▶ Records of labeled points
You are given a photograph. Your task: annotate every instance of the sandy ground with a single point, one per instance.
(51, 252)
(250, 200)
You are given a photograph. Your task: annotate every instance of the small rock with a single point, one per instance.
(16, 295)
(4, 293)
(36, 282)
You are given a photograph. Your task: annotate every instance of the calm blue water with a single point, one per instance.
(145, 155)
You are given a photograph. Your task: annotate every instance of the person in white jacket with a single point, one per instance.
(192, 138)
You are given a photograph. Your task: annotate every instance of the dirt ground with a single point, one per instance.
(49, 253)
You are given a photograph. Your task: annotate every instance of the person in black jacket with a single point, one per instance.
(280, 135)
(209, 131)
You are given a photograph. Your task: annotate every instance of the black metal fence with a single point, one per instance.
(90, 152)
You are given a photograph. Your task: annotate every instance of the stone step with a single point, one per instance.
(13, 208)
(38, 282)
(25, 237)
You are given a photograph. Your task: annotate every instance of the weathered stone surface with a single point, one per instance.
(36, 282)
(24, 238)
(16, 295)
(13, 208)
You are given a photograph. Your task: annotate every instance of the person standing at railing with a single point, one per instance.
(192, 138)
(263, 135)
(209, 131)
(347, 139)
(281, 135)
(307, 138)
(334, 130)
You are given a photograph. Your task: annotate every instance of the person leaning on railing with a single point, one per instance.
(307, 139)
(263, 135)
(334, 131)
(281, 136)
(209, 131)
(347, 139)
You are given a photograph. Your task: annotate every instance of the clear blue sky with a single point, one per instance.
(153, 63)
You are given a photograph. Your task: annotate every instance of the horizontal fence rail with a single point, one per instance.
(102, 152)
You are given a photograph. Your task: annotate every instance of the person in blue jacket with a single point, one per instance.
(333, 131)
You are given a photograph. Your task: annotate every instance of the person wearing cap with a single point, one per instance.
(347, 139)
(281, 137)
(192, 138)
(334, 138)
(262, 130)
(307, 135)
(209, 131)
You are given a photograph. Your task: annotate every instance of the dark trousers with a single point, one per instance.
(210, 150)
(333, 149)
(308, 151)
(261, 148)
* * *
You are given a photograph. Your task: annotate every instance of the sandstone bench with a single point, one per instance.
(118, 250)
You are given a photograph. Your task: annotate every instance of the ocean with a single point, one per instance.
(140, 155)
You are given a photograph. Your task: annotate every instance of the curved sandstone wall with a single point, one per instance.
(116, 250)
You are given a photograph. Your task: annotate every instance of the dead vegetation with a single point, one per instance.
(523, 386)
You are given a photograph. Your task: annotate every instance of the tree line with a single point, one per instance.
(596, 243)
--
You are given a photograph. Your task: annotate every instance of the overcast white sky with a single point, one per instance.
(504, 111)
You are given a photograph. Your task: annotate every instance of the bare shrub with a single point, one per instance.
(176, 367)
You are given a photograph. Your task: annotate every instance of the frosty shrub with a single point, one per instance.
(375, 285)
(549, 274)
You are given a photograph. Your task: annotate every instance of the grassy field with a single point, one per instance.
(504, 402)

▶ The exercise
Tally the lines in the items above that contain the string "shrub", treating uppercase and lowercase as different. Give only the number.

▶ Correct result
2